%%

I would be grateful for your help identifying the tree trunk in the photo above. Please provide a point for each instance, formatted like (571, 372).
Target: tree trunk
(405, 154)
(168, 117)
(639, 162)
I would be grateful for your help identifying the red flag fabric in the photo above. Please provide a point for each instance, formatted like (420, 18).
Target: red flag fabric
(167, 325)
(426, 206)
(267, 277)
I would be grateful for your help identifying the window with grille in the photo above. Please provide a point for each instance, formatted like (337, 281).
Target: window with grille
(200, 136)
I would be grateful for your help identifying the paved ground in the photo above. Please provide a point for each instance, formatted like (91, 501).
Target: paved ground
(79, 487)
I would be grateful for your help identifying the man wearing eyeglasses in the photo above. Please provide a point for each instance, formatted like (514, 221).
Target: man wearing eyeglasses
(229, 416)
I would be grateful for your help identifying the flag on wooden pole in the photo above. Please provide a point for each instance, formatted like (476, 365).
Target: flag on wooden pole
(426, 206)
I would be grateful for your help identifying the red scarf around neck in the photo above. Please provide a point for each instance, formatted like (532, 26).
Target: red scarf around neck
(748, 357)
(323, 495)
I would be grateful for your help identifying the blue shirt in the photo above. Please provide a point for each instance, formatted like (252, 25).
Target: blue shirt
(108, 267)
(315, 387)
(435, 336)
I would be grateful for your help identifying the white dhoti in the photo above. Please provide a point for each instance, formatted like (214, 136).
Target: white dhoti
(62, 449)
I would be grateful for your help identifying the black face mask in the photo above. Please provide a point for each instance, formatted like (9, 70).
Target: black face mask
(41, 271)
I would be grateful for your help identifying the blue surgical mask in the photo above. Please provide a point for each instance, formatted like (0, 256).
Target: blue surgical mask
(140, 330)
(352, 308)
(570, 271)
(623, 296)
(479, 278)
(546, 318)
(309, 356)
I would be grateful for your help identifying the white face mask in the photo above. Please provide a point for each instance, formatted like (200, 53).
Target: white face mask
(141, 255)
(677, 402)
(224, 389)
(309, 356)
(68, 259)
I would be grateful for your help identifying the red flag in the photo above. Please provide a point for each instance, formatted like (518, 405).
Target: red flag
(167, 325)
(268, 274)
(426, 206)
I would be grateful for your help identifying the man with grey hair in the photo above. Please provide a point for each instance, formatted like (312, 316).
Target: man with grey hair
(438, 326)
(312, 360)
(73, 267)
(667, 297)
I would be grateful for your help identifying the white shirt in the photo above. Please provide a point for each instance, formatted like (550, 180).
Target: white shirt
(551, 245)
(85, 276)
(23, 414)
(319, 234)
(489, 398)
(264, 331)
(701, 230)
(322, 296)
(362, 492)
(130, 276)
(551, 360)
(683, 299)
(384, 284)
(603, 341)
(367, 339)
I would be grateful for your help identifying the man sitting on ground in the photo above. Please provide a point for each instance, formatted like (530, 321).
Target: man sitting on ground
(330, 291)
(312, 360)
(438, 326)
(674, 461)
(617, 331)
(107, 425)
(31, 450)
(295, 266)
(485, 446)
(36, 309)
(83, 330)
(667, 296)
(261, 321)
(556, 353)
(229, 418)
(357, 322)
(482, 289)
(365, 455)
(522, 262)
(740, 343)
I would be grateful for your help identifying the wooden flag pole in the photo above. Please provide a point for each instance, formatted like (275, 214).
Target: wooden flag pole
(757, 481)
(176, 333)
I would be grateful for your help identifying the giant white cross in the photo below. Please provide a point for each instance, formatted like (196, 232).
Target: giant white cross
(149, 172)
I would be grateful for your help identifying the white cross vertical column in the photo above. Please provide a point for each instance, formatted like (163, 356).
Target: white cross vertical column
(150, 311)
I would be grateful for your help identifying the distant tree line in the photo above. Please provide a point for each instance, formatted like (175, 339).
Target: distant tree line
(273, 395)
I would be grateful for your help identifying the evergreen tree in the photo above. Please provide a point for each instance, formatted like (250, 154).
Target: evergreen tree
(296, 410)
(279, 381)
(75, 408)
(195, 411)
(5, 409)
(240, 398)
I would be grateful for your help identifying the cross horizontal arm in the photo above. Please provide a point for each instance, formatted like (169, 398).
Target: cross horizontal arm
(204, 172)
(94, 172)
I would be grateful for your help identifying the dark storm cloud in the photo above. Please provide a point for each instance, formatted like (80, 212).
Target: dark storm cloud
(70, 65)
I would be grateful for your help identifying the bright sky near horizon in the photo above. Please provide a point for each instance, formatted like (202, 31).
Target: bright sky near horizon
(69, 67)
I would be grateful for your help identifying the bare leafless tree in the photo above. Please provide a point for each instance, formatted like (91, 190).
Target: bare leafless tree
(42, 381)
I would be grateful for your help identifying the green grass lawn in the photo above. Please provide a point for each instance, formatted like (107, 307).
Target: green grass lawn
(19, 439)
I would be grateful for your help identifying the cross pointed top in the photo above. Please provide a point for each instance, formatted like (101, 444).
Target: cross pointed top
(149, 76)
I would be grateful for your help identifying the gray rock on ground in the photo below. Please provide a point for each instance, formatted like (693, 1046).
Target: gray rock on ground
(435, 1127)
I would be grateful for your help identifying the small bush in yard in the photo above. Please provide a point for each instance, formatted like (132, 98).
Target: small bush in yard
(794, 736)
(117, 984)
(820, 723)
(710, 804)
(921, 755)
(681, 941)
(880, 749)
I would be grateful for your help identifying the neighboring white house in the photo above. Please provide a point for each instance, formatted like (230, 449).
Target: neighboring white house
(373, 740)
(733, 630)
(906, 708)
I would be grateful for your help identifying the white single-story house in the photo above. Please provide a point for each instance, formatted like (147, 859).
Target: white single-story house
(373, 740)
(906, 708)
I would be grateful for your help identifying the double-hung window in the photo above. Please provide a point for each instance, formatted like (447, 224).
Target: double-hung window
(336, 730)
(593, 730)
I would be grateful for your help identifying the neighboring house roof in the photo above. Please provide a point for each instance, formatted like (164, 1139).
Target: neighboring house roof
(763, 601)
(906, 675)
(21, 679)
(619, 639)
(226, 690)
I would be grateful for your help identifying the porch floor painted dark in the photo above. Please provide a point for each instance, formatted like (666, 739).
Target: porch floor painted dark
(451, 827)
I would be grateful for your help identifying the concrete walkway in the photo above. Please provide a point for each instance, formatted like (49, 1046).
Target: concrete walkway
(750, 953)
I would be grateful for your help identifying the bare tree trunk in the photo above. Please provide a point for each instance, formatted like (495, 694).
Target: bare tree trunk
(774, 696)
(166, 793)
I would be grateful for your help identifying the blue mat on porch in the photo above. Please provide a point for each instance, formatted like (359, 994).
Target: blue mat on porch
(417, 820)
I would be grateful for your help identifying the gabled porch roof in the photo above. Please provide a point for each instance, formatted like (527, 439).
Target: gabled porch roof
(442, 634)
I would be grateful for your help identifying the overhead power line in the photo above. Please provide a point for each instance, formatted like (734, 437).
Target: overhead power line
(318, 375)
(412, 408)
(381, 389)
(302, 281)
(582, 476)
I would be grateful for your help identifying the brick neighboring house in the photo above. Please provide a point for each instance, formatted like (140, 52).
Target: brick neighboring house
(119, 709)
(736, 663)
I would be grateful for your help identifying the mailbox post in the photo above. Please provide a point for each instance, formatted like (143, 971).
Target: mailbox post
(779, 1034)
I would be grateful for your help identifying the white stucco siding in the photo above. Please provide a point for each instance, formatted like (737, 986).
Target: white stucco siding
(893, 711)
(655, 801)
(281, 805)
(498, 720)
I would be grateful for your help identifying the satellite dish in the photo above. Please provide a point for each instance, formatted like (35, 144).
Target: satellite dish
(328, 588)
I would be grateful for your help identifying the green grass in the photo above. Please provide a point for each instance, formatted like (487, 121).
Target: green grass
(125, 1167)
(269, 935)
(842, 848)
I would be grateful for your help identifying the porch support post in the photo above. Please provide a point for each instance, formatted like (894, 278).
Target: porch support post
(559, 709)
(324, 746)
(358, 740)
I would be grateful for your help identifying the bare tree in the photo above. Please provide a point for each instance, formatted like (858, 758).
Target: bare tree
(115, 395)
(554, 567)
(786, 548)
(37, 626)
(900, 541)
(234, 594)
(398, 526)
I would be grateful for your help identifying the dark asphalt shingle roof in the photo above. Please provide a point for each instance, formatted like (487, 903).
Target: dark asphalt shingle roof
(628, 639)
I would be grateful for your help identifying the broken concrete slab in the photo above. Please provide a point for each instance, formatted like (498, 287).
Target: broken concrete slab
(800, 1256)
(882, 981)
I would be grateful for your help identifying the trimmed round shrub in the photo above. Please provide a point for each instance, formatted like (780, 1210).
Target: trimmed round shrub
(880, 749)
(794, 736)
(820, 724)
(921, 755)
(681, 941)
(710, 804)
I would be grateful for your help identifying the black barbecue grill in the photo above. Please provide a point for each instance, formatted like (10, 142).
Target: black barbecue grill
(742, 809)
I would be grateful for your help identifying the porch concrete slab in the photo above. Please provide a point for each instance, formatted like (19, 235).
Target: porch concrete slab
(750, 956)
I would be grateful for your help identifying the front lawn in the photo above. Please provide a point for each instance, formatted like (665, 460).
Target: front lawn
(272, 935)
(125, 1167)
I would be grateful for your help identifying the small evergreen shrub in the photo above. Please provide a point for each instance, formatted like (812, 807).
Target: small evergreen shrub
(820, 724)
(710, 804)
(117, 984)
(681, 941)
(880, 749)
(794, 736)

%%

■ **Aim**
Rewrite the lines above, from the one containing "I would be grateful for your help identifying the black barbecue" through the last line, keeping the requests. Add 46 to every coordinate in the answer points.

■ **Final answer**
I would be grateful for your help identifying the black barbecue grill in the photo above. Please provide a point for each instance, formatted like (10, 142).
Target: black barbecue grill
(788, 855)
I would be grateful for your help identifying the porch concrete slab in the photo above. Please provide a point for each instance, formatted like (19, 235).
Target: porch concrete slab
(796, 1002)
I would be grateful for your help identifying the front lawn in the photo above. Please provide a point for each instance, formatted like (665, 460).
Target: front lawn
(318, 981)
(171, 1213)
I would be grateful for your help identifying the small evergreen shrub in the photo above. Please provide a point for each instance, formatted like (812, 807).
Target: small evergreen shrub
(866, 770)
(756, 850)
(163, 1030)
(727, 987)
(926, 795)
(840, 782)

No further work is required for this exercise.